[Collection entries]
___

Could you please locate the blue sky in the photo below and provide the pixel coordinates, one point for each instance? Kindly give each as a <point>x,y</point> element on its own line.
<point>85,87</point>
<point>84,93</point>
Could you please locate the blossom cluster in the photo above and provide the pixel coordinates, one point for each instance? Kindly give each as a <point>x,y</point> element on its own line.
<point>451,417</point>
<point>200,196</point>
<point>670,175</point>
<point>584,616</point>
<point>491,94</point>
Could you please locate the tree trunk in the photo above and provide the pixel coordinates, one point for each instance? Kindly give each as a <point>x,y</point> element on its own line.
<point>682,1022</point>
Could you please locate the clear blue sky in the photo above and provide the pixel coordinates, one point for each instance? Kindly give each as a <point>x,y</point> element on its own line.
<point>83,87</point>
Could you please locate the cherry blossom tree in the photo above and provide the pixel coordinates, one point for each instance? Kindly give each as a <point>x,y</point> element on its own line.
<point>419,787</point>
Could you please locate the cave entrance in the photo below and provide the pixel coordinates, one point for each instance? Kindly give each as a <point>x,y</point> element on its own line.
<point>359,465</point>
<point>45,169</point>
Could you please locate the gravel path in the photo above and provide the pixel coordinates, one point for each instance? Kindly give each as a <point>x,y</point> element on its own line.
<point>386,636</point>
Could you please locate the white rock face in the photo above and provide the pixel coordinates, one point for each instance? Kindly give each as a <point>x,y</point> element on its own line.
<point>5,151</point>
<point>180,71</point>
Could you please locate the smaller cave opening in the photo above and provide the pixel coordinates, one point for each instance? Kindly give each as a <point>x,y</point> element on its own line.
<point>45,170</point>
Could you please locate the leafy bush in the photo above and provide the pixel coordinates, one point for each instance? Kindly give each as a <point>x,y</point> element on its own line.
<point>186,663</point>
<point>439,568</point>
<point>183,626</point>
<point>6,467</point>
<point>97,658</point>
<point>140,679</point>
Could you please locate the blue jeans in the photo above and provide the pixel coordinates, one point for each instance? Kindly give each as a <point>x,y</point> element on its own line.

___

(Directions): You are asked to transcribe the complete data exactly.

(Output):
Could you please locate the blue sky in the photo below and provide the pixel coordinates, one point for each instance? Kindly give each as a <point>x,y</point> element on its own line.
<point>85,87</point>
<point>84,93</point>
Could you please locate the blossom cluster in the photo above and provide the pixel coordinates, one point for each instance? Kindly give each as a <point>x,y</point> element on its own line.
<point>451,417</point>
<point>200,196</point>
<point>670,175</point>
<point>584,616</point>
<point>491,94</point>
Could you please locate the tree trunk in the photo above and provide the pixel coordinates, one point for each instance? Kindly give each as a <point>x,y</point> element on its own line.
<point>682,1022</point>
Could you please locate the clear blue sky in the photo above and provide the pixel coordinates, one point for each instance? Kindly give each as a <point>x,y</point> element on its own line.
<point>83,87</point>
Could you please locate the cherry blossom tree in the photo above and provide the pixel coordinates, one point for each instance? Kindly give each as a <point>x,y</point> element on its own line.
<point>419,787</point>
Could you please locate the cave entrance in the photo below and provide the pixel coordinates, one point for each instance? Kindly give each as a <point>x,y</point> element on its own line.
<point>359,465</point>
<point>45,169</point>
Could you please locate the gravel path in the photo above and provide the pixel coordinates, one point for each instance? Kindly give each as a <point>x,y</point> element on its own line.
<point>386,636</point>
Could you please locate the white rock face in the photo above and provide the pixel coordinates, one point for each instance? Kindly give each as a <point>x,y</point> element on its own line.
<point>5,151</point>
<point>180,71</point>
Could you please locate the smaller cave opening in the photo above and provide the pixel coordinates, one point for each instance? Kindly give each as a <point>x,y</point> element on its own line.
<point>45,170</point>
Could you please locate the leafy bush in the photo above and provide the pixel coordinates, one point for each instance? Kindly give each as a <point>x,y</point> element on its own line.
<point>186,663</point>
<point>439,568</point>
<point>183,626</point>
<point>6,467</point>
<point>97,658</point>
<point>140,679</point>
Could you please locate the blue jeans in the photo above and provide the pixel coordinates, one point for each instance? Kindly give each as a <point>x,y</point> element on its own line.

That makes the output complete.